• [TASKS AND EXERCISES]:
1) Rewrite the part of the Clarkton dog-mauling editorial starting with "According to dogbite.com, about" and going on through "the United States.", putting "youngsters" in place of "children".
2) Carry on the editorial about the Clarkton dog attack from its last sentence.

The news out of the small Bladen County town of Clarkton is horrific this week. Too bad it isn’t unique.
A 9-day-old child died Tuesday when she was mauled by five dogs — a pit bull, bulldog, Alaskan malamute, German shepherd and a German shepherd mix. Investigators haven’t said much, and the questions, while not plenty of them, are obvious.
— Who needs five dogs?
— How was a child just 9 days old left at the mercy of five dogs, especially considering all were well-teethed and from breeds generally considered aggressive?
The child’s death will resurrect the perpetual debate on who is to blame: dogs or humans. And although the temptation is to declare both guilty, blame the humans. They are the ones assigned the task of taking care of the child. That the parents are each 17 years old makes the case no less tragic, but a tad bit easier to understand. Seventeen-year-olds, with essentially no exceptions, are not ready for the responsibilities of parenthood.
When news of a dog mauling first surfaced, who among us didn’t quickly assume that the culprit was a pit bull? No breed of dog has ever had more defenders, and none has ever needed more defense. They and Rottweilers are the breeds most likely to kill, according to dogbite.com.
According to dogbite.com, about 1,000 Americans are treated every day — yes, every day — at hospitals for dog bites. Most of them are children, and they are most likely to be bitten on the face. Last year, there were 34 fatal dog attacks in the United States.

• [EXTRACTED RECORDS]:

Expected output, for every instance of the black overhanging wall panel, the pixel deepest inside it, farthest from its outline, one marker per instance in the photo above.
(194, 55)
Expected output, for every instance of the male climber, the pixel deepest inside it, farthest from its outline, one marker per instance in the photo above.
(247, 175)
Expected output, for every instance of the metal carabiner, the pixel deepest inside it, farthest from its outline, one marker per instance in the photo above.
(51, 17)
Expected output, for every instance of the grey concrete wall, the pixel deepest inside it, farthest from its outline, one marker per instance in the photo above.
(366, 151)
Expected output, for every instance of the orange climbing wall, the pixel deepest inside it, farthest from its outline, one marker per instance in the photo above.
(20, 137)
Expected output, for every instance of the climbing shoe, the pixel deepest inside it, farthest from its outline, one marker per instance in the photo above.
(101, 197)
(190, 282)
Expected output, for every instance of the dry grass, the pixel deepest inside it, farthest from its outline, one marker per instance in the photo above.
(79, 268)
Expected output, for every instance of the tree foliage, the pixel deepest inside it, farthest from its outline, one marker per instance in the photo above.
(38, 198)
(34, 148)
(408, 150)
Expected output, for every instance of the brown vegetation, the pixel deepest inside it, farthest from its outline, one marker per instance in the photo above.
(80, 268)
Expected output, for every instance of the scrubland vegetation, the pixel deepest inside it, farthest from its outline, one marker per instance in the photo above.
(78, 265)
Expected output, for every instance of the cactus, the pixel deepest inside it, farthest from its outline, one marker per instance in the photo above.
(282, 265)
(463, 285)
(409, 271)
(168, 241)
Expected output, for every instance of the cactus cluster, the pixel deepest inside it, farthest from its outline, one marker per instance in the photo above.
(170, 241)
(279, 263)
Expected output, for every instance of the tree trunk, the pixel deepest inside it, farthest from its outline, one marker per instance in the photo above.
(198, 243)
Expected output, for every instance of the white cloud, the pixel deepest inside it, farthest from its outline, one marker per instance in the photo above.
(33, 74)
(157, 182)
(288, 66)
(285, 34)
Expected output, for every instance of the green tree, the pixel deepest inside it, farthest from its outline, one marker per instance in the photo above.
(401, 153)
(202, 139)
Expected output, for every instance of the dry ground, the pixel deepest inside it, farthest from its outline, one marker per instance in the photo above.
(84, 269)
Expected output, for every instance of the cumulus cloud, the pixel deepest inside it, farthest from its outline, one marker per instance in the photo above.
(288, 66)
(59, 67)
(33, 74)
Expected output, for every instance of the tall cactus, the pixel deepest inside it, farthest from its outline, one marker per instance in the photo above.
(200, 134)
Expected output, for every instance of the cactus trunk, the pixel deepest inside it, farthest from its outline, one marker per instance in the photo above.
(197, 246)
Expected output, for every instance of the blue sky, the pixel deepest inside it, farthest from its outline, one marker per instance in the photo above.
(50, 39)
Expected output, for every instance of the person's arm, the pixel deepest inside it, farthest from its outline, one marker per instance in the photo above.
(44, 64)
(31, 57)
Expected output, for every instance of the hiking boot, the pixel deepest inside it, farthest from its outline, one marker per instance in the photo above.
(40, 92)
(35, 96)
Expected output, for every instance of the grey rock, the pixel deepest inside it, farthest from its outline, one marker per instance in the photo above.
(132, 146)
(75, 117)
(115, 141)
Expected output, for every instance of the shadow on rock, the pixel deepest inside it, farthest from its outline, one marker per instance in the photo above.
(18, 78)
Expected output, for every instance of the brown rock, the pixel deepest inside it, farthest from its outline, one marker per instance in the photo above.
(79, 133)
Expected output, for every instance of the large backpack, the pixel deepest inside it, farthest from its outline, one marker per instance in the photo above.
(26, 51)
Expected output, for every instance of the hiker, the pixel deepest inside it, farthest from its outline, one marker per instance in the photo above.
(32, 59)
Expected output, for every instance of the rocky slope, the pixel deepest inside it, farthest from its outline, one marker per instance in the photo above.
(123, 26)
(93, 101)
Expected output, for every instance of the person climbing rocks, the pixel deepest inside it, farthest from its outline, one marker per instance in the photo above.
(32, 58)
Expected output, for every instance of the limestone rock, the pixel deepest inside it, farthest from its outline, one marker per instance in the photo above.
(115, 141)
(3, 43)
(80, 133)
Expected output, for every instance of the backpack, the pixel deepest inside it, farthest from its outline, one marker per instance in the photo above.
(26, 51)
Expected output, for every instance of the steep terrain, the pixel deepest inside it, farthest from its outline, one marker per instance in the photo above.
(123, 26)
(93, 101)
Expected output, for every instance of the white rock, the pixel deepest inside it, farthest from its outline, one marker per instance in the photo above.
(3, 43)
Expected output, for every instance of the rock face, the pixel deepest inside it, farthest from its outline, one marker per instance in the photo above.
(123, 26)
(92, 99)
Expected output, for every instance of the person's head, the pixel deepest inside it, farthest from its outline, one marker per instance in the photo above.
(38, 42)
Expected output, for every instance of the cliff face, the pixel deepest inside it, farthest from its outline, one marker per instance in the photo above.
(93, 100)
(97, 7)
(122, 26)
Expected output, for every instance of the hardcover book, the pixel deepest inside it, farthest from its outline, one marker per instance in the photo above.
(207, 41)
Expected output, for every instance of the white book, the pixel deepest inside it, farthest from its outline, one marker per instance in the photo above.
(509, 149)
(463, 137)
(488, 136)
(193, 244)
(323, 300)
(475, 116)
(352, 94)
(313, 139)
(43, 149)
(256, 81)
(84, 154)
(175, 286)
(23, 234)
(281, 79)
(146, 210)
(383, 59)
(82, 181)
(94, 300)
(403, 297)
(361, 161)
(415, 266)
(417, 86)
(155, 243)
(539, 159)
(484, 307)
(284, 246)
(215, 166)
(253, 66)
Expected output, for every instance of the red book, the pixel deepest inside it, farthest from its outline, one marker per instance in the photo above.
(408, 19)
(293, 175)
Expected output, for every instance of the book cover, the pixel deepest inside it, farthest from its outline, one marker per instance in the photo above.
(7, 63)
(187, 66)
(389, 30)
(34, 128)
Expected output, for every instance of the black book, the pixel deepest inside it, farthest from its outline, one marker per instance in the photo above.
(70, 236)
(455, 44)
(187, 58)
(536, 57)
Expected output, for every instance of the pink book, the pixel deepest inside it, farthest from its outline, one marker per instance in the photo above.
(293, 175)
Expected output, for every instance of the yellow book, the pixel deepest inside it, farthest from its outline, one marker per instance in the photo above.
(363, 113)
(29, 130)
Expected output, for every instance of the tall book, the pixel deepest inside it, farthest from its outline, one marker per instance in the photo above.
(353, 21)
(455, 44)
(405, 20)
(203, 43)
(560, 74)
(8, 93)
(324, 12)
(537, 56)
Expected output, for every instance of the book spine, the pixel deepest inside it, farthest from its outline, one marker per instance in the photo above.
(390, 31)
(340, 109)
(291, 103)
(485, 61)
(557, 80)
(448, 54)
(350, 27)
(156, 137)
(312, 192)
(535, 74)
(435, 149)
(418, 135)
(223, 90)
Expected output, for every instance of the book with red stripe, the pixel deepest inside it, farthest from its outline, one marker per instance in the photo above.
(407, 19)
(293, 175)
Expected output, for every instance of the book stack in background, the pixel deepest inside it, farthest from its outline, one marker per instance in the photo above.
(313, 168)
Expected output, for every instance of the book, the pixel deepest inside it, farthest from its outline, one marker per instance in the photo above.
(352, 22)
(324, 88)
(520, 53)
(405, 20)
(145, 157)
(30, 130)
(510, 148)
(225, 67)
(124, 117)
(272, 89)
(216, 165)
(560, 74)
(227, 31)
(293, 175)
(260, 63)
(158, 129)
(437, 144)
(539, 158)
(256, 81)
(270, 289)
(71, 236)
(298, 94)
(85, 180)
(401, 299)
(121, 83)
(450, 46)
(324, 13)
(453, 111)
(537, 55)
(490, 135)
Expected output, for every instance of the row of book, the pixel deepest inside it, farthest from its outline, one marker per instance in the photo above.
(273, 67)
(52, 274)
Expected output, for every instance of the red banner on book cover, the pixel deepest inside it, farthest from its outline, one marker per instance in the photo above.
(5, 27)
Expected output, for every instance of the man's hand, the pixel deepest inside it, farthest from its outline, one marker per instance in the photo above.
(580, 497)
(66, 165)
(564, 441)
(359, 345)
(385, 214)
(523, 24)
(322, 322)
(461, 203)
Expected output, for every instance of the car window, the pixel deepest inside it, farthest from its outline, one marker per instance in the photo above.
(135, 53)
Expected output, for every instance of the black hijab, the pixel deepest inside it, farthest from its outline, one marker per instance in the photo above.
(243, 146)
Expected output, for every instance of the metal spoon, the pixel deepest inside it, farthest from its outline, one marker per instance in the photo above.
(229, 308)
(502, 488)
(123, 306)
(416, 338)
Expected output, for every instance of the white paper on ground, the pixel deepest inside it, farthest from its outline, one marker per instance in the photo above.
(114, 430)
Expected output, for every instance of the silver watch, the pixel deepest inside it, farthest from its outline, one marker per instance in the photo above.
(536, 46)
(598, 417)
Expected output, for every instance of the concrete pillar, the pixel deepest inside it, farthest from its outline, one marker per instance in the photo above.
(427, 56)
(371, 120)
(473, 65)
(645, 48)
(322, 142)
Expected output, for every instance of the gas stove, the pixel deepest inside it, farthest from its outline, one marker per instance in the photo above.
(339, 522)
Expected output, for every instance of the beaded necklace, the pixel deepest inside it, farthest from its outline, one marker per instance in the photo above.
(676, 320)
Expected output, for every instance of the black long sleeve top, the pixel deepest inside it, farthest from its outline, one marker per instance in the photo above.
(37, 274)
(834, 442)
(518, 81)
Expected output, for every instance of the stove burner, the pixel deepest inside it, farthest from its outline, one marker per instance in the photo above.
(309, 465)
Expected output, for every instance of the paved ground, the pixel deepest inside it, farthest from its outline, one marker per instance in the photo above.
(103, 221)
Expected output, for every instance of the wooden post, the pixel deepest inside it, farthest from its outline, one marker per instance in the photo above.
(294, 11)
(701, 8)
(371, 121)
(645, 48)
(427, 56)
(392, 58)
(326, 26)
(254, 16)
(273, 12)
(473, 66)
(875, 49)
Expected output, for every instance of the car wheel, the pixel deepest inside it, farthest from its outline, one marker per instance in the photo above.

• [ANSWERS BY ITEM]:
1)
According to dogbite.com, about 1,000 Americans are treated every day — yes, every day — at hospitals for dog bites. Most of them are youngsters, and they are most likely to be bitten on the face. Last year, there were 34 fatal dog attacks in the United States.

2)
Following are some tips to avoid a dog bite from the Centers for Disease Control and Prevention:
— Consult with a professional — veterinarian, animal behaviorist, or responsible breeder — to learn what breeds of dogs are the best fit for your household.
— Dogs with histories of aggression are not suitable for households with children.
— Be sensitive to cues that a child is fearful or apprehensive about a dog. If a child seems frightened by dogs, wait before bringing a dog into your household.
— Spend time with a dog before buying or adopting it. Use caution when bringing a dog into a household with an infant or toddler.
If you decide to bring a dog into your home:
— Spay or neuter your dog to reduce aggressiveness.
— Never leave infants or young children alone with a dog.
— Don’t play aggressive games with your dog.
— Properly socialize and train any dog entering your household. Teach the dog submissive behaviors.
— Immediately seek professional advice if the dog develops aggressive or undesirable behaviors.
We will add our own thought: Dogs are only potentially man’s best friend.